(Dataset excerpts)
Start of Block

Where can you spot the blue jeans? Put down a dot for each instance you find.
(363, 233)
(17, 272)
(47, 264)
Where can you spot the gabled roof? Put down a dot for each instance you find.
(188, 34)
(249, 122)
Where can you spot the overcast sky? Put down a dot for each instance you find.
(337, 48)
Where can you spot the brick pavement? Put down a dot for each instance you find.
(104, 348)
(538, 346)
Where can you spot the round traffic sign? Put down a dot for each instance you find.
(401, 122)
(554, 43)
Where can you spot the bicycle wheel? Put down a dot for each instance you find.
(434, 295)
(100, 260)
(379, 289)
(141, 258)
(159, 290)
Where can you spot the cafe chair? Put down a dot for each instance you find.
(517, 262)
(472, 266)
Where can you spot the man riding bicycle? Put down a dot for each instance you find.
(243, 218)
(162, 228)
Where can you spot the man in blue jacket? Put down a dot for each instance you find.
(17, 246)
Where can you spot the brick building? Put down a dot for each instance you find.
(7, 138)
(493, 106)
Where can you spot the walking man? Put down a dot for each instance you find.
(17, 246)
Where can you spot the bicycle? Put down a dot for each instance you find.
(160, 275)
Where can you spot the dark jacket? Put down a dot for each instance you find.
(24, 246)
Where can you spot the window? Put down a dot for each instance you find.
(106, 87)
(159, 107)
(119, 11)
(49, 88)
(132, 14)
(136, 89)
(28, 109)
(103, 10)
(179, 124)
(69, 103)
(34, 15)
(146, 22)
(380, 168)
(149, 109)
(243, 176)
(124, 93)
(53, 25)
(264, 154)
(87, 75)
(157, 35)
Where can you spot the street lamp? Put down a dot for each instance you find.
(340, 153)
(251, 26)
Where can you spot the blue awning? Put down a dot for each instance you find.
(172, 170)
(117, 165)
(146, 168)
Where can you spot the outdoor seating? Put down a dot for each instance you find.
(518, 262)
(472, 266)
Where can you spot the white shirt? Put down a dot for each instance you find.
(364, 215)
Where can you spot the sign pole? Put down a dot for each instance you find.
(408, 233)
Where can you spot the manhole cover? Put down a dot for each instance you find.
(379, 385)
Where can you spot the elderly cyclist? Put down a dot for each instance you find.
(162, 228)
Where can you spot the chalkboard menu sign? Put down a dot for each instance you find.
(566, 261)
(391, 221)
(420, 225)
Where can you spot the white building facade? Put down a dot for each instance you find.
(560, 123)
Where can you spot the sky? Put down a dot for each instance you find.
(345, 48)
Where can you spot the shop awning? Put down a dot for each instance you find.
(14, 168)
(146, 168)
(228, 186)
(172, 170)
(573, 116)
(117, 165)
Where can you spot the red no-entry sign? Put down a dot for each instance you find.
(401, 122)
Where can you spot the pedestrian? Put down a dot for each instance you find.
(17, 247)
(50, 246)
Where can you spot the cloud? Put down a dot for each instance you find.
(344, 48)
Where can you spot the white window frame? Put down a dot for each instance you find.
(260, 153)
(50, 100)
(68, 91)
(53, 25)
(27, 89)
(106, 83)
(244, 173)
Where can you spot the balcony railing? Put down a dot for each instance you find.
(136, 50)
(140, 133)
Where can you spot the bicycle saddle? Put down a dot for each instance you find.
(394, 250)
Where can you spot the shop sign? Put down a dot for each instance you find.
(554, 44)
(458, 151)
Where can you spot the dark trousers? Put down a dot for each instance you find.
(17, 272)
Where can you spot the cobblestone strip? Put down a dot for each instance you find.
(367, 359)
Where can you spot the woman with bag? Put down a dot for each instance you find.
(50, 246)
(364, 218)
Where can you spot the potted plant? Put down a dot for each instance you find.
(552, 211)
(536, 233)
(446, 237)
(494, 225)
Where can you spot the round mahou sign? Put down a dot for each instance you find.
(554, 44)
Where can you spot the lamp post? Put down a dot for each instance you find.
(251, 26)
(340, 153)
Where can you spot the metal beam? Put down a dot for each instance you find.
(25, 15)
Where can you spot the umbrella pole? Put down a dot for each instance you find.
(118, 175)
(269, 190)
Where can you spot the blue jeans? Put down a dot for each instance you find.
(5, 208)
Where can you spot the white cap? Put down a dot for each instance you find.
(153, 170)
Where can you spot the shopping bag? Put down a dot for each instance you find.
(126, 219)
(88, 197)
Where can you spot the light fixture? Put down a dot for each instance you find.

End of Block

• **The task**:
Each record above needs to be set down again, word for word.

• **Exercise response**:
Where can you spot the blue jeans? Put down a dot for each instance you find.
(363, 233)
(17, 272)
(47, 264)
Where can you spot the gabled roof? Put down a dot for each instance you find.
(188, 34)
(249, 122)
Where can you spot the overcast sky? Put down a dot for each instance you find.
(337, 48)
Where can you spot the brick pavement? Put down a dot for each instance you find.
(104, 348)
(538, 346)
Where can you spot the round traffic sign? Put down a dot for each instance you find.
(401, 122)
(554, 43)
Where can you spot the bicycle wheel? Put down a dot for each instance you find.
(434, 295)
(100, 260)
(379, 289)
(141, 258)
(159, 290)
Where can you spot the cafe chair? Put down a dot for each instance you find.
(517, 262)
(472, 266)
Where can you spot the man riding bicycle? Put down a dot for each instance you find.
(243, 218)
(162, 228)
Where can you spot the man in blue jacket? Put down a dot for each instance you find.
(17, 246)
Where can you spot the brick building? Put down a dot for each instance you find.
(7, 138)
(493, 106)
Where can you spot the walking man? Put down a dot for each instance you find.
(17, 246)
Where can you spot the bicycle? Put down a dot for each instance you find.
(160, 275)
Where can you spot the dark jacket? Put down a dot for each instance you find.
(24, 246)
Where can you spot the window? Put down a dot for each instance you find.
(106, 87)
(159, 107)
(119, 11)
(49, 88)
(132, 14)
(136, 89)
(28, 109)
(103, 10)
(179, 124)
(69, 103)
(34, 15)
(146, 22)
(380, 168)
(149, 109)
(243, 176)
(124, 93)
(53, 25)
(264, 154)
(87, 75)
(157, 35)
Where can you spot the street lamp? Put down a dot for each instance you find.
(340, 153)
(251, 26)
Where can you spot the blue awning? Put down a dot for each instance you find.
(172, 170)
(117, 165)
(146, 168)
Where can you spot the outdoor seating? Put down a dot for each instance you find.
(518, 262)
(472, 266)
Where can you spot the white shirt? Put down a dot for each instance you find.
(364, 215)
Where can you spot the sign pole? Put down a dot for each instance you find.
(408, 233)
Where can you spot the manhole cover? Put down a dot for each instance you find.
(379, 385)
Where can you spot the elderly cyclist? Put down a dot for each instance you find.
(162, 228)
Where can you spot the chalkboard menu sign? Put down a dot for each instance you find.
(566, 261)
(391, 221)
(420, 225)
Where can you spot the white building facade? Put down a dot for each instance you find.
(560, 123)
Where can you spot the sky? Put down a dot for each instance you find.
(345, 48)
Where can you spot the shop awning? Put down a dot for each instance you find.
(14, 168)
(146, 168)
(228, 186)
(172, 170)
(573, 116)
(117, 165)
Where can you spot the red no-entry sign? Put down a dot for each instance you find.
(401, 122)
Where can you spot the pedestrian? Put down a dot for each instance you find.
(17, 247)
(50, 246)
Where can you spot the cloud? Put down a dot for each instance you find.
(344, 48)
Where can you spot the white window frame? Put down a dot for each instance you find.
(260, 153)
(50, 100)
(68, 91)
(53, 25)
(27, 89)
(106, 83)
(244, 173)
Where can you spot the balcony railing? Put down a dot for each instance you find.
(136, 50)
(140, 133)
Where can you spot the bicycle saddle? Put down a dot for each instance you find.
(394, 250)
Where can you spot the shop sign? Put down a dot for each instance you find.
(554, 44)
(458, 151)
Where can you spot the dark trousers? Put down a dot for each instance you find.
(17, 272)
Where can you spot the cobblestone strip? Put down a dot for each instance you find.
(367, 359)
Where can you spot the woman with bag? Put down a dot for each instance you find.
(50, 246)
(364, 218)
Where can you spot the potted plant? Put down a dot for each instance you find.
(552, 211)
(536, 233)
(446, 237)
(494, 225)
Where can you spot the round mahou sign? Put down a dot for each instance you find.
(554, 44)
Where can you spot the lamp post? Put down a dot for each instance you find.
(251, 26)
(340, 153)
Where can you spot the metal beam? Put down a dot for each instance you find.
(25, 15)
Where can you spot the umbrella pole? Put down a dot for each instance you find.
(118, 175)
(269, 190)
Where can you spot the blue jeans? Put down a dot for each instance you find.
(5, 208)
Where can you spot the white cap? Put down a dot for each instance you find.
(153, 170)
Where can you spot the shopping bag? Put down a dot for each instance you find.
(126, 219)
(88, 197)
Where can you spot the light fixture? Put down a dot for each instance you find.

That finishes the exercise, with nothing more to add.